╔══

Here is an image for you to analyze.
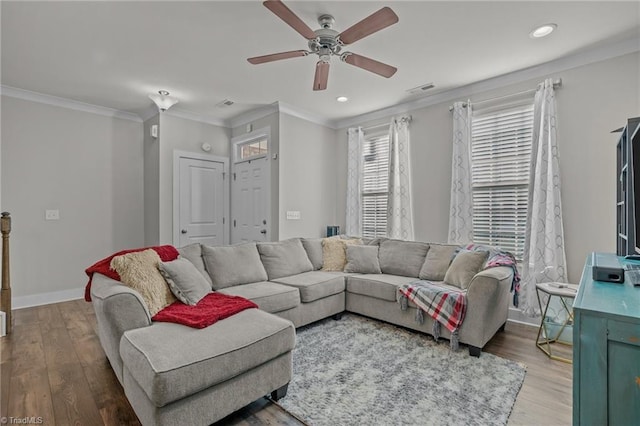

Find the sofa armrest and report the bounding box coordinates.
[460,266,513,348]
[91,274,151,383]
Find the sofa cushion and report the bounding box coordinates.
[274,271,345,303]
[344,245,382,274]
[202,243,268,290]
[111,249,176,316]
[120,309,295,407]
[444,251,489,290]
[322,237,362,271]
[419,244,460,281]
[177,243,211,286]
[158,257,211,305]
[258,238,313,281]
[219,281,300,313]
[302,238,322,271]
[378,240,429,278]
[347,274,416,302]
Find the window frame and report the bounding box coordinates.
[469,98,533,263]
[360,130,390,238]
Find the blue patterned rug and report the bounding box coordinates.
[279,314,525,426]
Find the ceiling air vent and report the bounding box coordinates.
[407,83,436,95]
[216,99,235,108]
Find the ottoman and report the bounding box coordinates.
[120,309,295,425]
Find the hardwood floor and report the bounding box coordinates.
[0,300,572,426]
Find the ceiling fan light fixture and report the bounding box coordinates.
[149,90,178,112]
[529,24,558,38]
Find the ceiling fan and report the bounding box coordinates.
[247,0,398,90]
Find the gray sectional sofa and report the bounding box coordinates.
[91,238,513,425]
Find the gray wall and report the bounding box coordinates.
[1,96,144,303]
[158,113,229,244]
[336,53,640,283]
[230,111,280,241]
[279,113,338,240]
[143,114,160,246]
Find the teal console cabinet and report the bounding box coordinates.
[573,254,640,426]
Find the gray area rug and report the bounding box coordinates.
[279,314,525,426]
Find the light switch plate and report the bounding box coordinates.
[44,210,60,220]
[287,210,300,220]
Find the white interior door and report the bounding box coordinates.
[231,157,271,244]
[178,157,225,247]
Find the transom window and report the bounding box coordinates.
[237,138,269,161]
[362,134,389,238]
[471,101,533,261]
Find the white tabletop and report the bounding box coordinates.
[536,282,578,298]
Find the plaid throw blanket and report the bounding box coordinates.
[398,280,467,351]
[461,243,520,308]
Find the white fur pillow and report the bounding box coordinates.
[111,249,176,317]
[322,237,362,271]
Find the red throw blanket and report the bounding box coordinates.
[84,245,179,302]
[151,293,258,328]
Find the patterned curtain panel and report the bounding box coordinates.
[345,127,364,235]
[387,117,414,240]
[448,102,473,244]
[520,79,567,316]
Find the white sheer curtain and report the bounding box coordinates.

╚══

• _Goal of the exercise_
Rewrite the part of the rows above that opens with the line containing "Find the plaid" and closes with the line containing "[520,79,567,316]", putting "lap blanket" wherever "throw blanket" appears and leaving everything else unchanged.

• _Worked answer_
Find the plaid lap blanket and report the bounding box coordinates.
[398,280,467,351]
[461,243,520,308]
Find the white fur pillow and report the bounding box coordinates.
[111,249,176,317]
[322,237,362,271]
Find the red lap blanket and report the bounding box coordinates.
[84,245,179,302]
[151,293,258,328]
Find the patterned curtain panel and report the bounding box coordinates.
[345,127,364,235]
[387,117,414,240]
[448,102,473,244]
[520,79,567,316]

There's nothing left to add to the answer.